__BRIEF A__:
Summarize the lab assignment text below in two sentences.
__BRIEF B__:
Reproduce the part of the lab assignment text below starting at "Fit the generalized" and ending at "the group level.".

__EXTRACTED TEXT__:
>>

Lab Assignments
Hands-on experiential notebooks for each week. Download the data files, open the notebook, and work through the exercises.
Fit the generalized matching equation and discounting models to participant data and interpret the outputs.
Lab Instructions
Part 1: Matching Law
This week, we are focusing on the generalized matching equation (GME). The purpose of this lab is to use your programming skills to fit the GME to participant data and interpret the outputs. In the folder, there are 10 hypothetical datasets with participant data common to matching law experiments. Your job is what a researcher's job might be. That is, see how well the data are fit by the GME for each individual as well as any trends that might be worth discussing at the group level.
The following packages will likely help accomplish this task: pandas, numpy, matplotlib, seaborn, and scipy (linregress function). These are not the only ways you might accomplish the goal, but they certainly have everything you need.

<<

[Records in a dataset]
>>

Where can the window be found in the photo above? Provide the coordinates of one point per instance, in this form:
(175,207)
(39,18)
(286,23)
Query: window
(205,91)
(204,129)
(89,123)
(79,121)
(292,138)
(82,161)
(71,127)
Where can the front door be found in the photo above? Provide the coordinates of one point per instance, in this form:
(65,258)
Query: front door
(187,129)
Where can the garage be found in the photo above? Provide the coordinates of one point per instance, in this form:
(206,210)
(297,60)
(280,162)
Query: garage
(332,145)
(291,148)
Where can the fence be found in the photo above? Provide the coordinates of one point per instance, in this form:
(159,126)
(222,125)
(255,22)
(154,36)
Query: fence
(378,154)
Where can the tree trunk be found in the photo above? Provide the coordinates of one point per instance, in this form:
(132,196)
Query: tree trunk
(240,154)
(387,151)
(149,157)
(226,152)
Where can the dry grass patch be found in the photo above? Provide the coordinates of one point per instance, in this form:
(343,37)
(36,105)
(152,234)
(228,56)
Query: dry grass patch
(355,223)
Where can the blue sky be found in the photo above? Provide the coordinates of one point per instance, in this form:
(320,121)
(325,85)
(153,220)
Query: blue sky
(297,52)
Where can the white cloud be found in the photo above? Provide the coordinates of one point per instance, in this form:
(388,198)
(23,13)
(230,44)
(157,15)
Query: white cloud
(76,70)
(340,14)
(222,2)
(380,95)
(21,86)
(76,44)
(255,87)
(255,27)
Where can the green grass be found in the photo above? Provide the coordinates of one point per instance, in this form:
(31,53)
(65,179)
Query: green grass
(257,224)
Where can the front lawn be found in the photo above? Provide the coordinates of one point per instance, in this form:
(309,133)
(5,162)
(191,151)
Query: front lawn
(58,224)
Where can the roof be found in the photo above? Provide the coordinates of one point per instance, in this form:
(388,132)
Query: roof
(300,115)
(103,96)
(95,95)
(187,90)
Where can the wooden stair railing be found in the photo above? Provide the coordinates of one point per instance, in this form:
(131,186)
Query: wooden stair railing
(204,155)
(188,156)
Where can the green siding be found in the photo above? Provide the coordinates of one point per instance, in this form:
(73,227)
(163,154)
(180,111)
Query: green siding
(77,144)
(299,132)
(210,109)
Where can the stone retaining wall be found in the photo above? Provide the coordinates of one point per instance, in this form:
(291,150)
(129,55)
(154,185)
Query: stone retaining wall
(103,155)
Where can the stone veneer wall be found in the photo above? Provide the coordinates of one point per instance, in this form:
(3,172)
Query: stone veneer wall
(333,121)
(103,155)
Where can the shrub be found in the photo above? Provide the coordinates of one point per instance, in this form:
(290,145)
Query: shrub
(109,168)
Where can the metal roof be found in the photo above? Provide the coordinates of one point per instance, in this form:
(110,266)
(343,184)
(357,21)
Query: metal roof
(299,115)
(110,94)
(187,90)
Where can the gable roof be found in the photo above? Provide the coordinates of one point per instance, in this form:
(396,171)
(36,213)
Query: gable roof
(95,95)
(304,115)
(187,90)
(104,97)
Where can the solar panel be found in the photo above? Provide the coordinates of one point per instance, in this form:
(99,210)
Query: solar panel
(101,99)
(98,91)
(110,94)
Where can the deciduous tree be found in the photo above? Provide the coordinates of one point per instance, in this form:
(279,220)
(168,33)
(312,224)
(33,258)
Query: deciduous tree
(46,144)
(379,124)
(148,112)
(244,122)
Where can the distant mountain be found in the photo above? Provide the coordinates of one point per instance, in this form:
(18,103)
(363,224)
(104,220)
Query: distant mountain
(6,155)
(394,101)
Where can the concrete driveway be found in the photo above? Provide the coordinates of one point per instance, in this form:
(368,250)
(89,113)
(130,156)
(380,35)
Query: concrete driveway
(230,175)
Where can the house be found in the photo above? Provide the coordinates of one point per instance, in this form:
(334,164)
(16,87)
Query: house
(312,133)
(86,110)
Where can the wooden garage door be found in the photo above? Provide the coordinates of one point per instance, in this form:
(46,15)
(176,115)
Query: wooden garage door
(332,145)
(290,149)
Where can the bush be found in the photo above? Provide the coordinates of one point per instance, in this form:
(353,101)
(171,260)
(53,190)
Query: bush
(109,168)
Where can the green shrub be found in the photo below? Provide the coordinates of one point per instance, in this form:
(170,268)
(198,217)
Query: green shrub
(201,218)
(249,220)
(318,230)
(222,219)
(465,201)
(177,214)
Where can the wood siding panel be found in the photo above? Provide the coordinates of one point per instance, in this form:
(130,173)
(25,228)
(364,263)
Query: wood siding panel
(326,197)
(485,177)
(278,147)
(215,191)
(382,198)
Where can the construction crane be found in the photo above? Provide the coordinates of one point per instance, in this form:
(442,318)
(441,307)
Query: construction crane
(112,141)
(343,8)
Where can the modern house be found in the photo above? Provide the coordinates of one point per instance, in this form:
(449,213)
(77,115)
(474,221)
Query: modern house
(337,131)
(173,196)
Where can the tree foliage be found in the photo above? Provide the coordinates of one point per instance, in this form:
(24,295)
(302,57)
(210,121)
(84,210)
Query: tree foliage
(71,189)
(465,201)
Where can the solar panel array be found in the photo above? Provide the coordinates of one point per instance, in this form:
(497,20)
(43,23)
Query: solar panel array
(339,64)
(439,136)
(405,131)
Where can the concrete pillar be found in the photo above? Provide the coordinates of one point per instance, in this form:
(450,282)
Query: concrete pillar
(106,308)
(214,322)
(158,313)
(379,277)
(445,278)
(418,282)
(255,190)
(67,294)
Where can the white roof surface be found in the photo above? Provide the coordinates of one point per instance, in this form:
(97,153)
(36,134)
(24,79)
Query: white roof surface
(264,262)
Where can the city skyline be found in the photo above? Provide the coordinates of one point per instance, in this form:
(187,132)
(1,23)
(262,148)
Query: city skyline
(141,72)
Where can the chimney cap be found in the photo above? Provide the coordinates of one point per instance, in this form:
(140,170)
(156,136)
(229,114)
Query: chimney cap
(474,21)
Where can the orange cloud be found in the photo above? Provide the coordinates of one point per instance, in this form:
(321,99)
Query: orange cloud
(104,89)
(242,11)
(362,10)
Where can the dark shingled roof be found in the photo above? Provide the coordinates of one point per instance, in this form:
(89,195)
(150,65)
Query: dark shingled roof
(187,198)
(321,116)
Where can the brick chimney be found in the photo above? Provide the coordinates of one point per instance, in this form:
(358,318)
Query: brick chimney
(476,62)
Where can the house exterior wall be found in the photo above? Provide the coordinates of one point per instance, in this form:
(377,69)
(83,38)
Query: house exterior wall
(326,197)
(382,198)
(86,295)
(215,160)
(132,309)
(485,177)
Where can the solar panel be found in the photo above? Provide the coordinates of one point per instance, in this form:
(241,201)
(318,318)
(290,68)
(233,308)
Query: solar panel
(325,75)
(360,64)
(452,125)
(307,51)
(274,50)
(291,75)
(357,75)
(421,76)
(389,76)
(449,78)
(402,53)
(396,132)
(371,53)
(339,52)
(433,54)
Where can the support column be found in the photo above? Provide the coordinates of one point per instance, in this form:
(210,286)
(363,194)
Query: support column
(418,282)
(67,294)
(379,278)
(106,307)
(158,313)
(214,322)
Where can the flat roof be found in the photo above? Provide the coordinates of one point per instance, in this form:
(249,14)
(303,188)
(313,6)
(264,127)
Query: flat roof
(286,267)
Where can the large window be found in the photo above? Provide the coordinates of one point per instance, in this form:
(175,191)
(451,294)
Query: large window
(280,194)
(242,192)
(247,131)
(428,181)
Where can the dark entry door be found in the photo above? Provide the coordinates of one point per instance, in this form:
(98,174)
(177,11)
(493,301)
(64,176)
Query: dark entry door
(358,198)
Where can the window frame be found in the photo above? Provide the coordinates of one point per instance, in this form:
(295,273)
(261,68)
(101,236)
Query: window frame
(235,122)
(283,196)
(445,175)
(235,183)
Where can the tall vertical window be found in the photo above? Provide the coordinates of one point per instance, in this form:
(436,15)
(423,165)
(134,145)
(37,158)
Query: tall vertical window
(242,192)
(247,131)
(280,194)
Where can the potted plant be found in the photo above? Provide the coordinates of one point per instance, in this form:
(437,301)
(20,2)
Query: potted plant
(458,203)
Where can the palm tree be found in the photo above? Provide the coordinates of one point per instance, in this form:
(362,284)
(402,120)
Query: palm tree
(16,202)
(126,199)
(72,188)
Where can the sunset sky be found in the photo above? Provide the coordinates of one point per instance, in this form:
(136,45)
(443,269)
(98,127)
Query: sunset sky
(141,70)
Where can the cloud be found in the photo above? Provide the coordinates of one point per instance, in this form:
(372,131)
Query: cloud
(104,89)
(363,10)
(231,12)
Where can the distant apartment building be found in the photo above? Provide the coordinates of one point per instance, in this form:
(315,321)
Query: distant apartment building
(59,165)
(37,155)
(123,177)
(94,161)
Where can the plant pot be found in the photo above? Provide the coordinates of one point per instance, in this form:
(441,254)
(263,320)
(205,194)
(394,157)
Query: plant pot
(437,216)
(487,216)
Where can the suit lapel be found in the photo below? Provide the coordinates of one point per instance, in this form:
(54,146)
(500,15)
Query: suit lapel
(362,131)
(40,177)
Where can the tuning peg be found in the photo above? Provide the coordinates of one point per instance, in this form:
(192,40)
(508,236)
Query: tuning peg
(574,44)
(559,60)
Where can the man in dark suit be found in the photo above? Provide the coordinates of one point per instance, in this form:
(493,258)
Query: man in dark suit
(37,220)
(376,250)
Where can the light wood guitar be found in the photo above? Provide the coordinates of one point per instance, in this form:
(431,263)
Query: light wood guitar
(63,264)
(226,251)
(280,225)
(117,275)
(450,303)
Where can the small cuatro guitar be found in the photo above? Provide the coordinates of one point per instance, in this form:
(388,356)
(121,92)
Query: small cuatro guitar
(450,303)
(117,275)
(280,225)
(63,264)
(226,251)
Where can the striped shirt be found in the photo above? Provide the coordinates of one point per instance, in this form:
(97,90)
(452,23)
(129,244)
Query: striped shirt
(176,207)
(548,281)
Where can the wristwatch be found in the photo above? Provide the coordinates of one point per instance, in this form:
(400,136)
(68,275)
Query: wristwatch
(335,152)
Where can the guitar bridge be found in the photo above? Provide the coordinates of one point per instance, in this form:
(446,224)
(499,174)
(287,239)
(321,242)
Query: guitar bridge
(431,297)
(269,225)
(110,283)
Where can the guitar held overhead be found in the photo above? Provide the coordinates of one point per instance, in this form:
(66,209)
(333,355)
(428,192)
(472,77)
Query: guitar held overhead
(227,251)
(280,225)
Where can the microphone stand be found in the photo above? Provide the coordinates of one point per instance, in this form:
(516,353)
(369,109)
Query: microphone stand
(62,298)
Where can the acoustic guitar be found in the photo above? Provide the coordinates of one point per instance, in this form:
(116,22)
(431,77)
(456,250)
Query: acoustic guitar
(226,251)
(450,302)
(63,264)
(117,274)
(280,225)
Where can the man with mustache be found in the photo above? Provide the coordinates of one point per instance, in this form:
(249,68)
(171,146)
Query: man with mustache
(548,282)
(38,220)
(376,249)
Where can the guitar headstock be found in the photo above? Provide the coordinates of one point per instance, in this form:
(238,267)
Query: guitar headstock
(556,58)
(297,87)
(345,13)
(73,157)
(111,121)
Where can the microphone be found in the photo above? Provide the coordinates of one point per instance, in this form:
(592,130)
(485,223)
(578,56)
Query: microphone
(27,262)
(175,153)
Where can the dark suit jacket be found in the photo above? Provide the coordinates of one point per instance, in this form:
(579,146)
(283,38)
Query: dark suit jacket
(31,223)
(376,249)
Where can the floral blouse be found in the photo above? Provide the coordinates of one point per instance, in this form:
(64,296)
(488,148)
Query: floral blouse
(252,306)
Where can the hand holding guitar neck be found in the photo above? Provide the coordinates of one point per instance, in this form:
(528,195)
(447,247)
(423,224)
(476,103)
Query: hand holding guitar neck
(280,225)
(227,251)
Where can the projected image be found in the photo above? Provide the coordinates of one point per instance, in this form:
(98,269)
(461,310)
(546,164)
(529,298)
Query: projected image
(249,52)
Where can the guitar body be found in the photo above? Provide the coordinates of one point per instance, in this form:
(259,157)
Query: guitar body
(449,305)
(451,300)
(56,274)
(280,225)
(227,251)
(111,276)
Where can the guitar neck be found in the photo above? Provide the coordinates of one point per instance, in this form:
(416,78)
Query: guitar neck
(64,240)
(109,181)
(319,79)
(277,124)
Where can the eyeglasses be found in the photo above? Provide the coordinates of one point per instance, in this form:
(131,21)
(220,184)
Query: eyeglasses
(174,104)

<<

__OUTPUT A__:
The lab asks students to use their programming skills to fit the generalized matching equation to 10 hypothetical participant datasets and interpret the outputs, checking fit for each individual and any trends worth discussing at the group level. It suggests pandas, numpy, matplotlib, seaborn, and scipy's linregress function as likely helpful, though these are not the only ways to reach the goal.

__OUTPUT B__:
Fit the generalized matching equation and discounting models to participant data and interpret the outputs.
Lab Instructions
Part 1: Matching Law
This week, we are focusing on the generalized matching equation (GME). The purpose of this lab is to use your programming skills to fit the GME to participant data and interpret the outputs. In the folder, there are 10 hypothetical datasets with participant data common to matching law experiments. Your job is what a researcher's job might be. That is, see how well the data are fit by the GME for each individual as well as any trends that might be worth discussing at the group level.